Segment Start: EXTRACTED DATA

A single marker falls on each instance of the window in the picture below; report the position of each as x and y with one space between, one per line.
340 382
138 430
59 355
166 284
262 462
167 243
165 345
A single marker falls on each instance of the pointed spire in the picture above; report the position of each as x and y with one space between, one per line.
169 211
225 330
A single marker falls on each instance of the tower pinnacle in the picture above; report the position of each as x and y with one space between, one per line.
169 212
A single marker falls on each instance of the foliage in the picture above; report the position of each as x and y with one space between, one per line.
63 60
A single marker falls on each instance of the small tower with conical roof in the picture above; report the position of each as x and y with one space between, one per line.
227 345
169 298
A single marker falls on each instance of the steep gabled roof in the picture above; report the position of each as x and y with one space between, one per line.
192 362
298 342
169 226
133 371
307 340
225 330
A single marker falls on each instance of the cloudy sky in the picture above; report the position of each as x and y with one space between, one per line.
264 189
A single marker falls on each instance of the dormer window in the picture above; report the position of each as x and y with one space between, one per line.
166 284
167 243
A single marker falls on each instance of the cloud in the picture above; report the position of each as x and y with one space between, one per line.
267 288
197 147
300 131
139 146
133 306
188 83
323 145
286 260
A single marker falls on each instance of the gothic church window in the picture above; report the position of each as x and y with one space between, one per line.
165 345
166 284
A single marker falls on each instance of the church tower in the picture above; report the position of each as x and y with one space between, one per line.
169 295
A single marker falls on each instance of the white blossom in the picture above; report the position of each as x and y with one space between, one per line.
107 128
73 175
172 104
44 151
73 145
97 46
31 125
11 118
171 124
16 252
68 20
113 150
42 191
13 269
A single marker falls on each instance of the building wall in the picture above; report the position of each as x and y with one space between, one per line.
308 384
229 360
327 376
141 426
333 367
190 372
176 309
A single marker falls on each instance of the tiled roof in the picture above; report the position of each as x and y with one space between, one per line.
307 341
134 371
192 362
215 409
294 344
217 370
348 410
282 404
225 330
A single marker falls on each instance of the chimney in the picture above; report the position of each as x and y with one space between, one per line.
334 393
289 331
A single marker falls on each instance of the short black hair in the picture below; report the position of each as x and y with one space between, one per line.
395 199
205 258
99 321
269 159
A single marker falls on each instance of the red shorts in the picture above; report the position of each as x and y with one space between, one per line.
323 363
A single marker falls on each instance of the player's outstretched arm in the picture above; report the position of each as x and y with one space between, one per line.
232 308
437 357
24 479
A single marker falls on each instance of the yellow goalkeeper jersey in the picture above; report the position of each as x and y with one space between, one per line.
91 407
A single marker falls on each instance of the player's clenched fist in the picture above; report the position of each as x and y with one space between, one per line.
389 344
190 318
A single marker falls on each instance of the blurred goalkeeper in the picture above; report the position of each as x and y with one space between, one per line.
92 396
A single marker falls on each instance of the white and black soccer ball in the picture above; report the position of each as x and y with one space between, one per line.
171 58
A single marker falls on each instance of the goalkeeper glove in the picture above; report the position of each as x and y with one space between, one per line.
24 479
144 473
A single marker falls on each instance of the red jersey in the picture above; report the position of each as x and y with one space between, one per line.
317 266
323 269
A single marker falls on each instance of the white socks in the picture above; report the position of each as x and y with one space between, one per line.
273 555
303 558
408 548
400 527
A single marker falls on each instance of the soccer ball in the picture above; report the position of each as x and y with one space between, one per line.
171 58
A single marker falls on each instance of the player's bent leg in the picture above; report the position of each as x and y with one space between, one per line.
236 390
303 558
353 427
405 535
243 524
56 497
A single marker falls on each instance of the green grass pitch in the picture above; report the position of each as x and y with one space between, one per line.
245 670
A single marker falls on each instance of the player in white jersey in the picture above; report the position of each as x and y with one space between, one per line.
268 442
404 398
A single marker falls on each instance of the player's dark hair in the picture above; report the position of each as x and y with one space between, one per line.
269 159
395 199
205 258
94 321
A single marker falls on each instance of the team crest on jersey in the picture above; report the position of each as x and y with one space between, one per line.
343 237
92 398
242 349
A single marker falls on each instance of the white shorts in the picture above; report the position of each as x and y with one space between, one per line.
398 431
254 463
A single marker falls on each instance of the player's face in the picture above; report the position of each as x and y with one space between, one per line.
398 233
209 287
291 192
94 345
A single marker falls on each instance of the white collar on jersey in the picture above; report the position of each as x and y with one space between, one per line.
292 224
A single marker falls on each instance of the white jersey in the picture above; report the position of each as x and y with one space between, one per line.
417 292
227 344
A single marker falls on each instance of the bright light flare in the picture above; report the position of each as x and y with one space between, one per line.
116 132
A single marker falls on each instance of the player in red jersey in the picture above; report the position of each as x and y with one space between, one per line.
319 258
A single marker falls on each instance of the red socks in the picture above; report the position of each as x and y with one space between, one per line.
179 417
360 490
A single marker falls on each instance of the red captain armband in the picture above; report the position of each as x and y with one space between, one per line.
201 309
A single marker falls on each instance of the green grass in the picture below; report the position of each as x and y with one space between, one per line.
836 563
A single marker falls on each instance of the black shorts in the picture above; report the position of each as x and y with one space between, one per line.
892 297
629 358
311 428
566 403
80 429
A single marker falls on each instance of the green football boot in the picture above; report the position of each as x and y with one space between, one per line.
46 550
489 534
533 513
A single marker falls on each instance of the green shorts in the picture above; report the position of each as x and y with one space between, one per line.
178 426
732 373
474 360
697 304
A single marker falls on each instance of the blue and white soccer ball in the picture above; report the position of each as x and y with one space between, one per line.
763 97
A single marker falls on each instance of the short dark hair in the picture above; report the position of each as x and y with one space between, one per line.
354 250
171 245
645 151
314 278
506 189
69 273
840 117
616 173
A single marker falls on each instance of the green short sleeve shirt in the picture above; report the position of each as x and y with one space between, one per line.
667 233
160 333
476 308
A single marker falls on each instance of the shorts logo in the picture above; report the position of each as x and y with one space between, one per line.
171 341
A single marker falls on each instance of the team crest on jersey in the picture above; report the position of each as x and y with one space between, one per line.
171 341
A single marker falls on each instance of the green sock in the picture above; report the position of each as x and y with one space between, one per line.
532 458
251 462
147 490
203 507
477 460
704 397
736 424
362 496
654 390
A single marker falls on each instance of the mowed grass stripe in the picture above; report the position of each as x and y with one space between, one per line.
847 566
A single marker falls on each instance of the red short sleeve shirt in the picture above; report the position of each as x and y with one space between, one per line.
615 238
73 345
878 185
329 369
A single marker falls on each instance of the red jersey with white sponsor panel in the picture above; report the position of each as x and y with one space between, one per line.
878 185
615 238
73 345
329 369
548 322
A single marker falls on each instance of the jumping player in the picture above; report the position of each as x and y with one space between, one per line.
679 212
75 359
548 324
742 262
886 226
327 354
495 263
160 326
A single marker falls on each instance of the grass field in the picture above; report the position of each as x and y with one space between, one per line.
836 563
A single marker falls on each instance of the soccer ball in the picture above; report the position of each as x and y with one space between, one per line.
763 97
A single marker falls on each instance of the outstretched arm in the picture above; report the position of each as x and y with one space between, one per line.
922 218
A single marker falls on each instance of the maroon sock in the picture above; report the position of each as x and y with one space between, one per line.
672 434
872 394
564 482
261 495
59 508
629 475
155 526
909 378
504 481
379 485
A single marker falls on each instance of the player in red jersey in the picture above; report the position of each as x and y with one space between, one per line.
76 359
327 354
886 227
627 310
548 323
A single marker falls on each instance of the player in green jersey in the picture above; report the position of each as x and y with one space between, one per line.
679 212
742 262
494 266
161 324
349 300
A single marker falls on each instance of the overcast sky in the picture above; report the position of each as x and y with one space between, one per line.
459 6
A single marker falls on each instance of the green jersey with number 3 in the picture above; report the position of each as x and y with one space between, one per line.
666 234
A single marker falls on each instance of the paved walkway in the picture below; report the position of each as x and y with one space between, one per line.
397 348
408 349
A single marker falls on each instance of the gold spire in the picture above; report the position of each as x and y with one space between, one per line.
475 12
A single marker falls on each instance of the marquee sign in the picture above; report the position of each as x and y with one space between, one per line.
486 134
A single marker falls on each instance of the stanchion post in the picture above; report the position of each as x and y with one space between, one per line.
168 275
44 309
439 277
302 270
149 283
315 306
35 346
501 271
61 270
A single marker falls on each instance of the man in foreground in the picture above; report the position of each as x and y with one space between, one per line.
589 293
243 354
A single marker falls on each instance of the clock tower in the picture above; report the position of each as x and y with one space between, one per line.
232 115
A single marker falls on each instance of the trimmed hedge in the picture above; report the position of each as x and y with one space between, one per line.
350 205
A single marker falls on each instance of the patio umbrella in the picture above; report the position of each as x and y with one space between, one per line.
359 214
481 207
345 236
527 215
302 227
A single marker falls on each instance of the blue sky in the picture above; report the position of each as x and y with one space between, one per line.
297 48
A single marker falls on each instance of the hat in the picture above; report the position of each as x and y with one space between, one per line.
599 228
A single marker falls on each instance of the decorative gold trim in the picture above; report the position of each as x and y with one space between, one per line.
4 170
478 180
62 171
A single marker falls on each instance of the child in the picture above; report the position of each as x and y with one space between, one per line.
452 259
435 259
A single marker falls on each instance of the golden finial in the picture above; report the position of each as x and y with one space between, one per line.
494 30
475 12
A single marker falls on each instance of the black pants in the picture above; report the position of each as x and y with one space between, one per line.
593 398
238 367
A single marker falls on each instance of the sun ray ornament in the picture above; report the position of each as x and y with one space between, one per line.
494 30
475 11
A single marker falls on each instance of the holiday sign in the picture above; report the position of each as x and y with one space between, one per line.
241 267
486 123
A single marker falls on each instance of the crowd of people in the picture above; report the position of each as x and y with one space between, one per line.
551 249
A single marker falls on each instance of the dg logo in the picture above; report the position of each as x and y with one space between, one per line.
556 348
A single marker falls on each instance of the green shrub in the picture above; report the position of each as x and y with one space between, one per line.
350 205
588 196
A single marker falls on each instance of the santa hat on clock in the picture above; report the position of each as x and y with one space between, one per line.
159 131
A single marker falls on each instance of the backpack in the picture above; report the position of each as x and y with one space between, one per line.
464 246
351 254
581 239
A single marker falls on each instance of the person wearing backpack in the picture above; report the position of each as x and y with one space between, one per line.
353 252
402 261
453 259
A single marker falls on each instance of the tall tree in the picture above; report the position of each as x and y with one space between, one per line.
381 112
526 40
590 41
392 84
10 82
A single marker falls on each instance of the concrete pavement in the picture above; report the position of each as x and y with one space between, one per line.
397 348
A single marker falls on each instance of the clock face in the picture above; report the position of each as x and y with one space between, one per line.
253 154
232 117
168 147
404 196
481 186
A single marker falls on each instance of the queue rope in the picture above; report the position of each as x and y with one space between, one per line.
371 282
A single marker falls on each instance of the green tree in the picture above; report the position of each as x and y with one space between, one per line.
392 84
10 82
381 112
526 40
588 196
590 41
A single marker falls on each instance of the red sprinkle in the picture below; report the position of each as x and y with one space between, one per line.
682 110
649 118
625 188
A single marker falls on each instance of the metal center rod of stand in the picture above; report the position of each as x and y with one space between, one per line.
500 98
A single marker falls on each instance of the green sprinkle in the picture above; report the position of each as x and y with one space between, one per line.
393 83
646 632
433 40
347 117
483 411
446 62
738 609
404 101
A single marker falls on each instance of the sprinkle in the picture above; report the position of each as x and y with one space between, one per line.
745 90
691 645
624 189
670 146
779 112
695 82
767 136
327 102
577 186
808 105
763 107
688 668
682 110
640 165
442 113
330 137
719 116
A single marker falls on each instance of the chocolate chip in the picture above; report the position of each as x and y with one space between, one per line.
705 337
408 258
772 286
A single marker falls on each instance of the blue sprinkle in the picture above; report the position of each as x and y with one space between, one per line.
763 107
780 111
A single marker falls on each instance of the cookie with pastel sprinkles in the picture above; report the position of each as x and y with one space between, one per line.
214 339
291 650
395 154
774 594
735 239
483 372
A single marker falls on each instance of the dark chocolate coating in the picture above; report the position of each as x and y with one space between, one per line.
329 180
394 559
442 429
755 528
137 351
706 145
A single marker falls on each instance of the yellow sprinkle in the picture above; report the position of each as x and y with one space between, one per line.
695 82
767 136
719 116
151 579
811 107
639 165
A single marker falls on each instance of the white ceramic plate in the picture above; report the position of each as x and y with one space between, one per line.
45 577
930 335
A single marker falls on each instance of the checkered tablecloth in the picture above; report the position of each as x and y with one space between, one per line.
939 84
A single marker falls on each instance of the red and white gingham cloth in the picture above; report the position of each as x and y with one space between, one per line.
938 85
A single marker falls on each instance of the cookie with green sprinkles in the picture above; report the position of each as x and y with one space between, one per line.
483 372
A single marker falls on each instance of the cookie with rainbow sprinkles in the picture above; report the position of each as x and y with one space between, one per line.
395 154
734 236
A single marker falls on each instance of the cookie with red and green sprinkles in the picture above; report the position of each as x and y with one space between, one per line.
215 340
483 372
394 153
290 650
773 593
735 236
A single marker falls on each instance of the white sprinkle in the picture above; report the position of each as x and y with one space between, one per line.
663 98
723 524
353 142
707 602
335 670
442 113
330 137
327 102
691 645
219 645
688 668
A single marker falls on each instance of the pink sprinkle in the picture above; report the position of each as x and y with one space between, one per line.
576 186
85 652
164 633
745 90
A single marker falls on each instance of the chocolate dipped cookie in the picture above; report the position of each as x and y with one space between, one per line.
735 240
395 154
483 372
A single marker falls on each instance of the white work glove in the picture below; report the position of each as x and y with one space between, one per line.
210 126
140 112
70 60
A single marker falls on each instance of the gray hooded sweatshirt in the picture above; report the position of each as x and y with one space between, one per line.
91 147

Segment End: EXTRACTED DATA

ABOUT THIS EXERCISE. Retype the lines above without alteration. The first is the one containing "A single marker falls on each instance of the gray", and the last is the final line of the data.

TASK RESULT.
A single marker falls on each instance of the gray hooded sweatshirt in the picture above; report the position of each as x and y with one space between, one per line.
91 147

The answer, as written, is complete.